→ **Your tasks**:
a) Give the opening sentence of every paragraph in the essay on debt and low back pain, in order.
b) Reproduce word for word everything in the essay on debt and low back pain from "The latest research" down to "all about it.".
c) Summarize the essay on debt and low back pain in two sentences.

Page text: Begin

The latest research from Germany shows that people who are highly indebted are eleven times more likely than others to suffer from low back pain. This is so even when other factors are taken into account and controlled for.
Rarely does medical research have such obvious policy implications. As everyone knows, low back pain is enormously damaging to the economy: it has been estimated that it costs the American economy $100 billion per year in lost production. Even in these days when you have to talk in trillions to get anyone’s attention, $100 billion is not trivial: it is, after all, a tenth of a trillion.
Of the personal suffering caused by low back pain I do not need to speak. Anyone who has sat at a computer all day knows all about it.
Since indebtedness has undoubtedly increased of late, it follows that low back pain must also have increased (assuming, of course, that German research is as reliable as their cars). The loss to the economy must also be increasing, therefore.
How can we deal with the looming low back pain crisis? The answer, surely, is obvious. Those who have inadvertently indebted themselves by going on holiday to exotic locations, and by buying flat-screen televisions as large as cinema screens and the other bare necessities of human existence, ought to be at once forgiven their debt.

Page text: End
Listed entries: Begin

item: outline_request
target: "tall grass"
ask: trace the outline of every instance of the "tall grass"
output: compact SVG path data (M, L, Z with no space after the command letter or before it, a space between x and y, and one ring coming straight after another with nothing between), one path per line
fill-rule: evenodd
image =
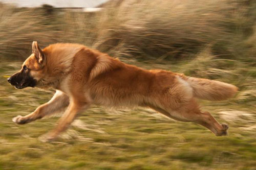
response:
M20 56L16 51L28 51L35 40L43 45L78 42L116 57L159 60L193 56L209 44L216 55L255 52L253 1L113 1L96 14L47 14L50 7L44 7L1 5L2 56Z
M27 57L31 42L43 45L57 41L59 32L46 25L41 10L0 4L0 57Z

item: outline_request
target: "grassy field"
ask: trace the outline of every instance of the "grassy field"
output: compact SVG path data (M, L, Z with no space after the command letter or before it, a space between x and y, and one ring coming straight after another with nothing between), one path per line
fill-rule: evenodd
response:
M127 62L174 70L187 65ZM228 124L228 136L216 137L199 125L174 121L146 108L94 106L57 140L45 143L38 137L54 128L57 117L25 125L11 119L33 111L54 91L15 89L5 77L19 69L21 63L0 64L0 169L255 168L255 100L244 102L238 96L219 103L202 101L202 109Z
M0 4L0 169L256 169L256 3L113 1L95 14ZM53 89L15 89L7 78L31 52L57 42L85 44L146 69L231 83L229 100L201 101L229 135L147 108L96 106L57 140L42 143L60 115L25 125L12 118Z

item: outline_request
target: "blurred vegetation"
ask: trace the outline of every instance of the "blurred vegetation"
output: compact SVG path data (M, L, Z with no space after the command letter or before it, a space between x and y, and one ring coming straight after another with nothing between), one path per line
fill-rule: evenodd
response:
M121 3L120 3L121 2ZM113 1L96 13L0 4L0 169L255 169L256 2L253 0ZM11 122L53 90L16 90L6 78L37 40L80 43L146 69L233 84L240 91L202 110L227 122L216 137L197 125L145 108L93 107L59 140L37 140L56 118Z

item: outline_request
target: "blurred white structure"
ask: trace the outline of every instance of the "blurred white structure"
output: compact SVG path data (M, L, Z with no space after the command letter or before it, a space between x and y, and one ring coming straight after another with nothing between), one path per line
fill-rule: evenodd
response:
M13 4L19 7L39 7L43 4L58 8L91 8L89 10L106 3L109 0L0 0L0 2Z

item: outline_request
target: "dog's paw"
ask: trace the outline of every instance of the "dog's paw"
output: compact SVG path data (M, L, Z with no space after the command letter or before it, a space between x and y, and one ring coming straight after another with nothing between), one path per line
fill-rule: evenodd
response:
M25 118L24 116L19 115L12 118L12 122L17 124L25 124L28 123L28 119Z
M222 129L220 131L216 136L226 136L227 135L227 130L228 129L228 125L226 124L222 124Z
M55 139L56 137L52 135L50 133L44 134L38 137L38 140L42 142L50 142L53 141Z

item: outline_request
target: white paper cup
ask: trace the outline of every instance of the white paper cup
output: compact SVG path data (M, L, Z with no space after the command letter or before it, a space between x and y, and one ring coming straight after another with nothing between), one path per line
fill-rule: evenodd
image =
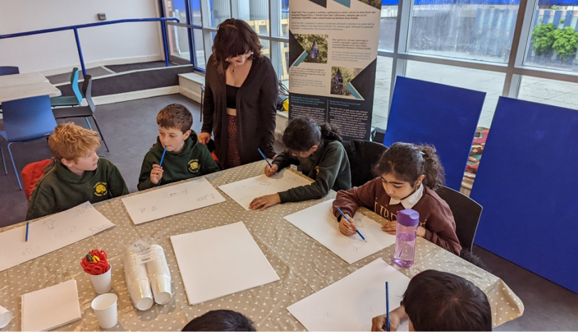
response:
M113 293L107 293L96 296L90 306L96 314L98 325L103 328L110 328L118 322L117 301L118 297Z
M0 306L0 328L8 326L12 320L12 313L9 310Z
M159 304L167 304L171 301L171 277L164 274L156 275L150 280L154 301Z
M108 293L112 287L112 267L110 264L108 264L108 271L103 274L93 276L90 274L90 280L93 281L93 286L95 287L96 294Z

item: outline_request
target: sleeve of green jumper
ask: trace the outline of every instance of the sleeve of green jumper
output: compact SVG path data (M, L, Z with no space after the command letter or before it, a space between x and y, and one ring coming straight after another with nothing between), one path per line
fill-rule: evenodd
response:
M319 173L315 182L279 193L281 203L319 199L329 193L335 183L344 158L347 158L345 150L329 148L325 159L318 165Z
M51 194L51 191L36 188L28 202L26 220L52 214L54 207L56 205L53 193Z
M203 175L221 171L221 168L219 168L219 165L215 162L215 159L213 159L213 156L211 155L211 152L209 151L209 149L202 144L199 144L199 147L201 148L201 153L202 154L201 160L203 163L201 166Z
M158 183L154 184L150 181L150 171L152 171L152 163L147 160L147 154L144 156L144 159L142 161L142 166L140 167L140 176L139 176L139 184L137 188L139 191L144 191L149 188L154 188L160 186L162 183L162 179Z
M280 171L285 167L288 167L290 164L299 165L299 160L291 158L289 152L283 151L283 153L278 154L275 158L275 160L273 160L273 163L271 164L277 165L279 171Z
M112 168L108 173L110 194L113 198L127 195L129 193L128 188L127 188L127 183L125 183L125 178L122 178L122 174L120 173L120 171L118 170L117 166L112 164L112 163L110 166Z

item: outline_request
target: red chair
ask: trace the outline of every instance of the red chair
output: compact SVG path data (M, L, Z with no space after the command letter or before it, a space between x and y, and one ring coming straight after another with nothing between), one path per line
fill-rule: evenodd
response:
M44 168L51 163L51 159L46 159L28 164L22 170L22 181L24 183L24 193L26 200L30 200L32 192L36 187L36 183L44 175Z

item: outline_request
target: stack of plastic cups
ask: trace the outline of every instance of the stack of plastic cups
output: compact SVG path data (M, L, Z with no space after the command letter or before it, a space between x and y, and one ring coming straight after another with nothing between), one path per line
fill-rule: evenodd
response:
M152 259L147 262L147 270L149 272L152 294L154 301L159 304L166 304L172 297L172 278L164 250L158 245L151 246Z
M132 305L139 310L149 309L154 302L147 267L137 264L136 255L129 249L125 251L124 260L127 288Z

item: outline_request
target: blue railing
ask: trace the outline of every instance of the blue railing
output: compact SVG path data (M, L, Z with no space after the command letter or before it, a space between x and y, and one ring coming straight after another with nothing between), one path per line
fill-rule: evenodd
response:
M84 65L84 57L83 57L83 49L80 47L80 39L78 37L78 29L83 28L90 28L92 26L107 26L109 24L116 24L118 23L127 22L160 22L161 30L162 31L162 45L164 50L164 63L169 67L169 48L167 45L167 28L164 26L165 21L176 21L180 22L179 18L174 17L163 17L156 18L127 18L125 20L107 21L105 22L96 22L88 24L80 24L78 26L63 26L61 28L53 28L51 29L35 30L33 31L19 32L18 33L10 33L8 35L0 35L0 39L13 38L21 37L23 36L40 35L41 33L48 33L51 32L63 31L65 30L74 30L74 37L76 39L76 48L78 50L78 58L80 59L80 65L83 68L83 75L86 75L86 68Z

Listed entries: End

→ **Solutions to the tasks**:
a)
1. The latest research from Germany shows that people who are highly indebted are eleven times more likely than others to suffer from low back pain.
2. Rarely does medical research have such obvious policy implications.
3. Of the personal suffering caused by low back pain I do not need to speak.
4. Since indebtedness has undoubtedly increased of late, it follows that low back pain must also have increased (assuming, of course, that German research is as reliable as their cars).
5. How can we deal with the looming low back pain crisis?

b)
The latest research from Germany shows that people who are highly indebted are eleven times more likely than others to suffer from low back pain. This is so even when other factors are taken into account and controlled for.
Rarely does medical research have such obvious policy implications. As everyone knows, low back pain is enormously damaging to the economy: it has been estimated that it costs the American economy $100 billion per year in lost production. Even in these days when you have to talk in trillions to get anyone’s attention, $100 billion is not trivial: it is, after all, a tenth of a trillion.
Of the personal suffering caused by low back pain I do not need to speak. Anyone who has sat at a computer all day knows all about it.

c) German research finds that highly indebted people are eleven times more likely than others to suffer low back pain, which has been estimated to cost the American economy $100 billion a year in lost production. Because indebtedness has increased, the essay reasons that back pain and the economic loss must be increasing too, and it proposes immediate debt forgiveness for those who borrowed for exotic holidays and huge flat-screen televisions.